= What this task involves =
Can you rework the rows into a numbered list, beginning at the line that has "get_bbox(pickup truck)" and ending after the line with "[50,44,68,54]", with any blank lines dropped?

*** Supplied data

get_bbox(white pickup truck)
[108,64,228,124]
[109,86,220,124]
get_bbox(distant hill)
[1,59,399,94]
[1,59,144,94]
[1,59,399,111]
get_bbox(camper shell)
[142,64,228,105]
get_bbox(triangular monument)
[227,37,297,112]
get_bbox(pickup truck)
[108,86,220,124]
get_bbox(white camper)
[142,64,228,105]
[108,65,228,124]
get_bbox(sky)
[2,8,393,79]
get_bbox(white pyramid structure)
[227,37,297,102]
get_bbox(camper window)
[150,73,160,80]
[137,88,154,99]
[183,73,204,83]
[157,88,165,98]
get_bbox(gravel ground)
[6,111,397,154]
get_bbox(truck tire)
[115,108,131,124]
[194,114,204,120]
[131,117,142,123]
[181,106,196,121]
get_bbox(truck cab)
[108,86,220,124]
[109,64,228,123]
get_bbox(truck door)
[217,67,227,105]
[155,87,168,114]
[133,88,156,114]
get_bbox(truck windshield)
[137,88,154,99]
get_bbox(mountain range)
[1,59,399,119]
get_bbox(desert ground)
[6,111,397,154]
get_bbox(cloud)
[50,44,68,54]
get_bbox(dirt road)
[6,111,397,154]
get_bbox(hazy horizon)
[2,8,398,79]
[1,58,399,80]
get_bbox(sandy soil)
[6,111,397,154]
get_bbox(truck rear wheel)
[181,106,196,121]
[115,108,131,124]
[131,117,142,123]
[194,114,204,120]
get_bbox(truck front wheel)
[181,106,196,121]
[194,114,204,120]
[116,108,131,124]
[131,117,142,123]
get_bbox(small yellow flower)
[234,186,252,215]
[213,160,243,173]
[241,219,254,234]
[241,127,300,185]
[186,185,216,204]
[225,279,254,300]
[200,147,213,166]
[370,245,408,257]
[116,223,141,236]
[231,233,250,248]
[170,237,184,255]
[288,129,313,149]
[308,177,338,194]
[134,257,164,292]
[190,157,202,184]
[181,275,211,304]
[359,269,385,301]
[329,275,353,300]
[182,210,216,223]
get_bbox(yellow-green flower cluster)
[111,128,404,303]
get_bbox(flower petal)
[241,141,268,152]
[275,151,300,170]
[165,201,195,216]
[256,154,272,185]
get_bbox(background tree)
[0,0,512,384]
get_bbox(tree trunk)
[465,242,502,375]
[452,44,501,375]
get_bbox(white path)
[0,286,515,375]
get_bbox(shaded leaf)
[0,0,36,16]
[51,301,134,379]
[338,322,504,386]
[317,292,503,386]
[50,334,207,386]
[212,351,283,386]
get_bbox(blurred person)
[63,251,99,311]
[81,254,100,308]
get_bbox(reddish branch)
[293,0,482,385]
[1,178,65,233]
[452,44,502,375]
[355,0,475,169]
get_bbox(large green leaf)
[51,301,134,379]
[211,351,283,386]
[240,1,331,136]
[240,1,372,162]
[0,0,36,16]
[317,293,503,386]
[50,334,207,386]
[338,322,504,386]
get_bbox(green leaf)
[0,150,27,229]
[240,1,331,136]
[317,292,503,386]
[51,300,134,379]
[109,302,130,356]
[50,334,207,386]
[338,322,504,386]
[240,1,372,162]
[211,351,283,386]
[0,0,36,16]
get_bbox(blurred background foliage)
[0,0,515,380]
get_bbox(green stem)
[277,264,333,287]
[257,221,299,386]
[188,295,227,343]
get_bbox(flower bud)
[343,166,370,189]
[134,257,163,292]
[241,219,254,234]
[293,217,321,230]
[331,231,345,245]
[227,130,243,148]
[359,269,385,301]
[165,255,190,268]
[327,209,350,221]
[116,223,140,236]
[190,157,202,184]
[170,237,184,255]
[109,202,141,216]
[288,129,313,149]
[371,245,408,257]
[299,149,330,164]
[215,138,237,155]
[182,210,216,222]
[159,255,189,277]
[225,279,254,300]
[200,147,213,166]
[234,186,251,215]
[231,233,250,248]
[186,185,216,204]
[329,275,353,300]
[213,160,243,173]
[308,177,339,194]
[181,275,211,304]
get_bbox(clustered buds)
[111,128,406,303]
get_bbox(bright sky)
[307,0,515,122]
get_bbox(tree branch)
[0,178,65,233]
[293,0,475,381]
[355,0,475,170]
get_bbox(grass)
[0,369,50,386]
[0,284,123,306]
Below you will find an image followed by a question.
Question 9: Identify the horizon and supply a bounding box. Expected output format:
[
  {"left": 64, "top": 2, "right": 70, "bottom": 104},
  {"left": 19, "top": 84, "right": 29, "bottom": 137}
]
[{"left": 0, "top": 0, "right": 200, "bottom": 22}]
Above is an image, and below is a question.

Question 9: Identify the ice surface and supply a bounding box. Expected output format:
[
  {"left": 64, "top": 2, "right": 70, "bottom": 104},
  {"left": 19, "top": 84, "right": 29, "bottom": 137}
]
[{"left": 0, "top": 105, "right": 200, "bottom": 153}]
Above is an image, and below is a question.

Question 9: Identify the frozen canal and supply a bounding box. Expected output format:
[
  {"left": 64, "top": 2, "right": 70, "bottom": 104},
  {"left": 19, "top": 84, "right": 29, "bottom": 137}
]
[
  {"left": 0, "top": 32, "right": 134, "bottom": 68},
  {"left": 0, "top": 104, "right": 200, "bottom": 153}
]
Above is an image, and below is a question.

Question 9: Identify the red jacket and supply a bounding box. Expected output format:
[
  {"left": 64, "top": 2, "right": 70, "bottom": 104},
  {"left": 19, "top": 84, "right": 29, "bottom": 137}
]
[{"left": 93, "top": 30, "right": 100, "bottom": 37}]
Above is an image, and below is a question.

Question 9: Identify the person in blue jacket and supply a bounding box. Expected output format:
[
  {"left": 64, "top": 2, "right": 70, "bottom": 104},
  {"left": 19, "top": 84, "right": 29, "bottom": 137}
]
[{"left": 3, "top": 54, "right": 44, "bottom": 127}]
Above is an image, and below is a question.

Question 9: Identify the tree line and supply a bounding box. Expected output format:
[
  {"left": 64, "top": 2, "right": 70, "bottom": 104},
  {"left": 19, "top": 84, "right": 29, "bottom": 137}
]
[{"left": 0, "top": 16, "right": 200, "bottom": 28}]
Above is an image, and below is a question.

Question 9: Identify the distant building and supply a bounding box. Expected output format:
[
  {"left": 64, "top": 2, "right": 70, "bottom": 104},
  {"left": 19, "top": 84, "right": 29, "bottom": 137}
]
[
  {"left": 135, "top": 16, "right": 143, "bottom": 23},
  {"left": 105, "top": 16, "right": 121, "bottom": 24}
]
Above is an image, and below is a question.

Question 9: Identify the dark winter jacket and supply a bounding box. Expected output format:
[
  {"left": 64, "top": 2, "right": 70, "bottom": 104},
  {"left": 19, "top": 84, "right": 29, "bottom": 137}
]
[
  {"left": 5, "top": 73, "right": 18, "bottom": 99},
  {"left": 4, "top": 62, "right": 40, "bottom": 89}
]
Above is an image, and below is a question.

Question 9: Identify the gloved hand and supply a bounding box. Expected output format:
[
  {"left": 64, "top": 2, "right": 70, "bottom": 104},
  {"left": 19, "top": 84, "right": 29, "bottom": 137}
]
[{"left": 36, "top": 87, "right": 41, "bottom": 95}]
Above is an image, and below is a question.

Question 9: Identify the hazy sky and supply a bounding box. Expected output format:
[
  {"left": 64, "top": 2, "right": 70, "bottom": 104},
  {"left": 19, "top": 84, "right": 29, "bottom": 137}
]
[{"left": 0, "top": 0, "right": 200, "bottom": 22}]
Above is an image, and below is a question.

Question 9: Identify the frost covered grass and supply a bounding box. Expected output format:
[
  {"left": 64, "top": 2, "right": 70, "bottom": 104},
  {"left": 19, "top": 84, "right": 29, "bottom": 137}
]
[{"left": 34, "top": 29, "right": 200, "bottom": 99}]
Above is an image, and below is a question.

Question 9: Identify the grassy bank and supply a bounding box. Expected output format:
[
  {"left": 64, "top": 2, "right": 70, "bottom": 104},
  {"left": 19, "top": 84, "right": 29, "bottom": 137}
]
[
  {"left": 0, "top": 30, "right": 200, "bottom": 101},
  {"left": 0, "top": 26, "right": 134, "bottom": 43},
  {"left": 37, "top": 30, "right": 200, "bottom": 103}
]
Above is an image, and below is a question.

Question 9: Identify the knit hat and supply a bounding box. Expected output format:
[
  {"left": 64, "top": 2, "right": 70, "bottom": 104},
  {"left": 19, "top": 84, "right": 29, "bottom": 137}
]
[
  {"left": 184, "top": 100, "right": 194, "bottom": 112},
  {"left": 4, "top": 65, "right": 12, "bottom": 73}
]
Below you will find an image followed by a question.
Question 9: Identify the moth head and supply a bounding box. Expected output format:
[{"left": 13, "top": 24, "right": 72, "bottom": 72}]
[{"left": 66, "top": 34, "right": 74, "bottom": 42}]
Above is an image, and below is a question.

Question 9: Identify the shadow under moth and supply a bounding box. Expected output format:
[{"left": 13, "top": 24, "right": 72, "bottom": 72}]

******

= Exercise response =
1. get_bbox(pickup truck)
2. [108,86,220,124]
3. get_bbox(white camper)
4. [142,64,228,105]
5. [108,65,228,124]
6. get_bbox(sky)
7. [2,8,393,79]
8. get_bbox(white pyramid structure)
9. [227,37,297,102]
10. get_bbox(camper window)
11. [150,73,160,80]
12. [137,88,154,99]
13. [183,73,204,83]
14. [157,88,165,98]
15. get_bbox(gravel ground)
16. [6,111,397,154]
17. get_bbox(truck tire)
18. [115,108,131,124]
19. [194,114,204,120]
20. [131,117,142,123]
21. [181,106,196,121]
22. get_bbox(truck cab)
23. [108,86,220,124]
24. [109,64,228,123]
25. get_bbox(truck door)
26. [217,67,227,105]
27. [155,87,168,114]
28. [133,88,156,114]
29. get_bbox(truck windshield)
30. [137,88,154,99]
31. get_bbox(mountain range)
32. [1,59,399,119]
33. get_bbox(desert ground)
34. [6,111,397,154]
35. get_bbox(cloud)
36. [50,44,68,54]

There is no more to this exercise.